▶ **YOUR INSTRUCTIONS**
Copy all of the records below verbatim.
▬▬▬▬▬▬▬▬▬▬
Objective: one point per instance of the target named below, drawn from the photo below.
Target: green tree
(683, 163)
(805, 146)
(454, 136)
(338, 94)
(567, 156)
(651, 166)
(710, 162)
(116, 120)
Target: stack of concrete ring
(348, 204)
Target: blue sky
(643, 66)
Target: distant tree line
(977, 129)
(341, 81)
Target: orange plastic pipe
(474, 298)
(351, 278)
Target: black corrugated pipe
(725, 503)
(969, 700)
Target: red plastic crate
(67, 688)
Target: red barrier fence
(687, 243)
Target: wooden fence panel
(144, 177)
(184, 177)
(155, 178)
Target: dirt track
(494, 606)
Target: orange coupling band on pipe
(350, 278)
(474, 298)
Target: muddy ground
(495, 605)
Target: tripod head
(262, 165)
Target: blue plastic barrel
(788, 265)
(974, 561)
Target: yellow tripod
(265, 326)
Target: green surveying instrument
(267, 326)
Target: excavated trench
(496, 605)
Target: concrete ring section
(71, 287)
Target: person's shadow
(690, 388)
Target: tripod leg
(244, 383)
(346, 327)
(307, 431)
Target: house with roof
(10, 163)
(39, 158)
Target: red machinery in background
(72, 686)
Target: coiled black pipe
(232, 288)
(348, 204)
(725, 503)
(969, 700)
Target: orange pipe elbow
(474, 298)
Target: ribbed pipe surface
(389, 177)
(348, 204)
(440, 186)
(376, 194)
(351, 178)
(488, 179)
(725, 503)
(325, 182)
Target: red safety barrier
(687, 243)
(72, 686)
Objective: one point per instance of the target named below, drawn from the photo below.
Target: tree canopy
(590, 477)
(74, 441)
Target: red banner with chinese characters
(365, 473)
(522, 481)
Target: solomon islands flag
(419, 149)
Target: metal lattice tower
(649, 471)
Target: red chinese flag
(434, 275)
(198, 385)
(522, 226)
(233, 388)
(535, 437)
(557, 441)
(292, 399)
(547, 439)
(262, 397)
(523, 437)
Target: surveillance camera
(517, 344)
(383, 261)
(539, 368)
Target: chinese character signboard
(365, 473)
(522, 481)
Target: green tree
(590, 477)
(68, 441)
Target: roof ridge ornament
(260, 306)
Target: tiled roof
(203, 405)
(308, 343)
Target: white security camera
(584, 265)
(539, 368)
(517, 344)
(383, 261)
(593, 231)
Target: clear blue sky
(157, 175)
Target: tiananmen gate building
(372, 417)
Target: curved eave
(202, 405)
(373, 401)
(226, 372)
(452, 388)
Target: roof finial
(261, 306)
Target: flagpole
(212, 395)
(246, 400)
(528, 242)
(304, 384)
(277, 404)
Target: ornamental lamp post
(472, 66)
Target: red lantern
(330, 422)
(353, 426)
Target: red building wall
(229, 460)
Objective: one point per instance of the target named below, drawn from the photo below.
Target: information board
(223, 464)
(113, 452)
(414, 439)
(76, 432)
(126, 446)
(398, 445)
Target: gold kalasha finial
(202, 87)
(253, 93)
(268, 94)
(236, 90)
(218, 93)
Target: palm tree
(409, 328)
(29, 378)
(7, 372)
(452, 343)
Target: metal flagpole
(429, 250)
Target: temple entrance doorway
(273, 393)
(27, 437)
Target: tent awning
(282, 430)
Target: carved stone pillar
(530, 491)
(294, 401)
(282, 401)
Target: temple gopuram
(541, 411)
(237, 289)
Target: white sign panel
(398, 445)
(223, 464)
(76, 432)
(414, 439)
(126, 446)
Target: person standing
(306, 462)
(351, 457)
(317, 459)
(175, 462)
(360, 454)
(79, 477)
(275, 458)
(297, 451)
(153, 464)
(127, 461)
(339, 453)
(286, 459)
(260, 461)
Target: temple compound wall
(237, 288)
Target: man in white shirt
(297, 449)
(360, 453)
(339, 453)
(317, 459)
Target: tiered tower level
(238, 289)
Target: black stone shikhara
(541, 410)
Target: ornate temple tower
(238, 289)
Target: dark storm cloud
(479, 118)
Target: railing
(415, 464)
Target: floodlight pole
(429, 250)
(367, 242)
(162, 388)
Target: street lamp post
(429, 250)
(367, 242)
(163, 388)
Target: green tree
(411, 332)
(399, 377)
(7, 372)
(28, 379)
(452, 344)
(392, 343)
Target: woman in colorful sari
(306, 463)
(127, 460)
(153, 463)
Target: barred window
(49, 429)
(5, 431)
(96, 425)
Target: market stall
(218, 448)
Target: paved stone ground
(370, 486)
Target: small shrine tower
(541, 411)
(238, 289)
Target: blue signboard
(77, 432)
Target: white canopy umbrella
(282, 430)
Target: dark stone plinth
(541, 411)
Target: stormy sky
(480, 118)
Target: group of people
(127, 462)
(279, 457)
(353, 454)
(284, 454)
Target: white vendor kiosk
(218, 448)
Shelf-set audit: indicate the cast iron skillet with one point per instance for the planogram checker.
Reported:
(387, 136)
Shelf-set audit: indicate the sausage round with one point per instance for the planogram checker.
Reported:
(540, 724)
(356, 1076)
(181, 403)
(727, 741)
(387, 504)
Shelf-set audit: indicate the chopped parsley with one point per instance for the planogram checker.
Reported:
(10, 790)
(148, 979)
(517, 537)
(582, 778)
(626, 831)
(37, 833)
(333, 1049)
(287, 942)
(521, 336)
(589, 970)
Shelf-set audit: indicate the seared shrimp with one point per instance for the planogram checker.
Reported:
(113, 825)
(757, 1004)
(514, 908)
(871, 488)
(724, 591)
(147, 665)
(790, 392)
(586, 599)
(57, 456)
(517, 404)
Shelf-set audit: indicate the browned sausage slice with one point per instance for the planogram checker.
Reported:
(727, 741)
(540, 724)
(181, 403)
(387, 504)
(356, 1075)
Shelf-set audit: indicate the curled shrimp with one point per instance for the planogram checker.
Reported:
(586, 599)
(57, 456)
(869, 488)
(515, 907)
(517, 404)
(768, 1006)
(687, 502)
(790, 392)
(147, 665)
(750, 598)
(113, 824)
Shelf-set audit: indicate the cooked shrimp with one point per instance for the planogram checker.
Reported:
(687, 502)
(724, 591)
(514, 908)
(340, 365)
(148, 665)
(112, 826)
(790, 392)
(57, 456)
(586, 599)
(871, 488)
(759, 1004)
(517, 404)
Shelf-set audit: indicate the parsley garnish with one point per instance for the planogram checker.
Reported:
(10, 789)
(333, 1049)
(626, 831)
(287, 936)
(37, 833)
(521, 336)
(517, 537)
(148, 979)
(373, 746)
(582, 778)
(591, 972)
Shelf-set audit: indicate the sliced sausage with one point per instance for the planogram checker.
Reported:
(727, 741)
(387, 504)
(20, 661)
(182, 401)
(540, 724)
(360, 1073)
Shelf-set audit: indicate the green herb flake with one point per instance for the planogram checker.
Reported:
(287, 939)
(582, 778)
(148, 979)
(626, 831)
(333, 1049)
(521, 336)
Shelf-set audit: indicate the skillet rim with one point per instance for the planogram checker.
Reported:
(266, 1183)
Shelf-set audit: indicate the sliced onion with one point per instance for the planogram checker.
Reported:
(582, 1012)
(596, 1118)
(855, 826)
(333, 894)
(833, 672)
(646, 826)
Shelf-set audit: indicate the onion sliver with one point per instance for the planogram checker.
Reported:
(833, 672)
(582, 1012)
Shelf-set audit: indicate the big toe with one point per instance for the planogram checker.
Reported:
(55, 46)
▬▬▬▬▬▬▬▬▬▬
▶ **THE RESPONSE**
Objective: one point per instance of the target named below, drawn from the photo below.
Target: green tree
(683, 163)
(805, 146)
(454, 136)
(338, 94)
(567, 156)
(651, 166)
(710, 162)
(116, 120)
Target: stack of concrete ring
(348, 204)
Target: blue sky
(643, 66)
Target: distant tree line
(977, 129)
(341, 81)
Target: orange plastic pipe
(474, 298)
(351, 278)
Target: black corrugated pipe
(725, 503)
(969, 700)
Target: red plastic crate
(67, 688)
Target: red barrier fence
(687, 243)
Target: wooden fence panel
(144, 177)
(184, 177)
(155, 178)
Target: dirt track
(494, 606)
Target: orange coupling band on pipe
(350, 278)
(474, 298)
Target: muddy ground
(495, 605)
Target: tripod head
(262, 165)
Target: blue plastic barrel
(788, 265)
(974, 561)
Target: yellow tripod
(265, 326)
Target: green surveying instrument
(267, 326)
Target: excavated trench
(496, 605)
Target: concrete ring section
(71, 287)
Target: person's shadow
(690, 388)
Target: tripod leg
(244, 383)
(346, 327)
(307, 431)
Target: house with roof
(10, 163)
(39, 158)
Target: red machinery in background
(72, 686)
Target: coiled black pipe
(232, 288)
(348, 204)
(725, 503)
(969, 700)
Target: orange pipe elbow
(474, 298)
Target: ribbed pipe surface
(389, 177)
(348, 204)
(440, 186)
(376, 194)
(351, 178)
(488, 179)
(725, 503)
(325, 182)
Target: red safety barrier
(687, 243)
(72, 686)
Objective: one point per instance of the target named below, drawn from the photo below.
Target: tree canopy
(590, 477)
(74, 441)
Target: red banner with chinese characters
(365, 473)
(522, 481)
Target: solomon islands flag
(419, 149)
Target: metal lattice tower
(649, 471)
Target: red chinese flag
(434, 275)
(198, 385)
(522, 226)
(233, 388)
(535, 437)
(557, 441)
(292, 399)
(547, 439)
(262, 397)
(523, 437)
Target: surveillance camera
(517, 344)
(383, 261)
(539, 368)
Target: chinese character signboard
(365, 473)
(522, 481)
Target: green tree
(590, 477)
(68, 441)
Target: roof ridge ornament
(260, 306)
Target: tiled roof
(203, 405)
(308, 343)
Target: white security camera
(584, 265)
(539, 368)
(517, 344)
(383, 261)
(593, 231)
Target: clear blue sky
(157, 175)
Target: tiananmen gate building
(372, 417)
Target: curved eave
(202, 405)
(373, 401)
(226, 372)
(452, 388)
Target: roof finial
(261, 306)
Target: flagpole
(212, 395)
(246, 400)
(528, 242)
(304, 384)
(277, 404)
Target: ornamental lamp post
(472, 66)
Target: red lantern
(330, 422)
(353, 426)
Target: red building wall
(229, 460)
Objective: one point per instance of the target named below, drawn from the photo below.
Target: information board
(223, 464)
(113, 452)
(414, 439)
(76, 432)
(126, 446)
(398, 445)
Target: gold kalasha finial
(202, 87)
(253, 93)
(268, 94)
(236, 90)
(218, 93)
Target: palm tree
(409, 328)
(29, 378)
(7, 372)
(452, 343)
Target: metal flagpole
(429, 250)
Target: temple entrance doorway
(273, 393)
(27, 437)
Target: tent awning
(282, 430)
Target: carved stone pillar
(530, 491)
(294, 401)
(282, 401)
Target: temple gopuram
(541, 411)
(237, 289)
Target: white sign panel
(398, 445)
(223, 464)
(76, 432)
(414, 439)
(126, 446)
Target: person standing
(306, 462)
(351, 457)
(317, 459)
(175, 462)
(360, 454)
(79, 477)
(275, 458)
(297, 451)
(153, 464)
(127, 461)
(339, 453)
(286, 459)
(260, 461)
Target: temple compound wall
(237, 288)
Target: man in white shirt
(297, 449)
(360, 453)
(339, 453)
(317, 459)
Target: tiered tower level
(238, 289)
Target: black stone shikhara
(541, 410)
Target: ornate temple tower
(238, 289)
Target: dark storm cloud
(479, 118)
Target: railing
(415, 464)
Target: floodlight pole
(429, 250)
(367, 242)
(162, 388)
Target: street lamp post
(429, 250)
(367, 242)
(163, 388)
Target: green tree
(411, 332)
(399, 377)
(7, 372)
(28, 379)
(452, 344)
(392, 343)
Target: woman in colorful sari
(306, 463)
(127, 460)
(153, 463)
Target: barred window
(49, 429)
(5, 431)
(96, 425)
Target: market stall
(218, 448)
Target: paved stone ground
(370, 486)
Target: small shrine tower
(541, 411)
(238, 289)
Target: blue signboard
(77, 432)
Target: white canopy umbrella
(282, 430)
Target: dark stone plinth
(541, 411)
Target: stormy sky
(480, 118)
Target: group of people
(127, 462)
(279, 457)
(353, 454)
(284, 454)
Target: white vendor kiosk
(218, 448)
Shelf-set audit: indicate the cast iron skillet with one point per instance for the planogram checker.
Reported:
(387, 136)
Shelf-set audit: indicate the sausage round with one point per instance for the planogram checker.
Reported:
(540, 724)
(356, 1076)
(181, 403)
(727, 741)
(387, 504)
Shelf-set audit: indicate the chopped parsley with one point per instance for the planogram checker.
Reported:
(10, 790)
(148, 979)
(517, 537)
(582, 778)
(626, 831)
(37, 833)
(333, 1049)
(287, 942)
(521, 336)
(589, 970)
Shelf-set audit: indicate the seared shrimp with one point per instance for the planogram checker.
Reported:
(113, 825)
(757, 1004)
(514, 908)
(871, 488)
(724, 591)
(147, 665)
(790, 392)
(586, 599)
(57, 456)
(517, 404)
Shelf-set audit: indicate the browned sausage slice with one point per instance for the planogram checker.
Reported:
(727, 741)
(540, 724)
(181, 403)
(387, 504)
(356, 1075)
Shelf-set audit: indicate the curled shrimp with one point per instance for the planogram checker.
Reported:
(586, 599)
(57, 456)
(869, 488)
(515, 907)
(517, 404)
(768, 1006)
(687, 502)
(790, 392)
(147, 665)
(750, 598)
(113, 824)
Shelf-set audit: indicate the cooked shrimp with one point per instance for the planogram checker.
Reported:
(687, 502)
(724, 591)
(514, 908)
(340, 365)
(148, 665)
(112, 826)
(790, 392)
(57, 456)
(586, 599)
(871, 488)
(759, 1004)
(517, 404)
Shelf-set audit: indicate the parsley garnish with one point per instance for the planogram checker.
Reported:
(10, 789)
(333, 1049)
(626, 831)
(287, 936)
(37, 833)
(521, 336)
(517, 537)
(148, 979)
(373, 746)
(582, 778)
(591, 972)
Shelf-set audit: indicate the sliced sausage with one point per instance for the planogram checker.
Reported:
(727, 741)
(387, 504)
(20, 661)
(182, 401)
(540, 724)
(360, 1073)
Shelf-set audit: indicate the green herb flake with one point per instance for the planogram checker.
Reported:
(287, 939)
(582, 778)
(148, 979)
(626, 831)
(333, 1049)
(521, 336)
Shelf-set audit: indicate the skillet rim with one point per instance for the planogram checker.
Reported:
(266, 1183)
Shelf-set audit: indicate the sliced onion with one point per instance for the planogram checker.
Reported:
(582, 1012)
(596, 1118)
(855, 826)
(333, 894)
(833, 672)
(646, 826)
Shelf-set audit: indicate the onion sliver with one point per instance for the planogram checker.
Reported:
(833, 672)
(582, 1012)
Shelf-set audit: indicate the big toe with one point per instance for the planogram checker.
Reported:
(55, 46)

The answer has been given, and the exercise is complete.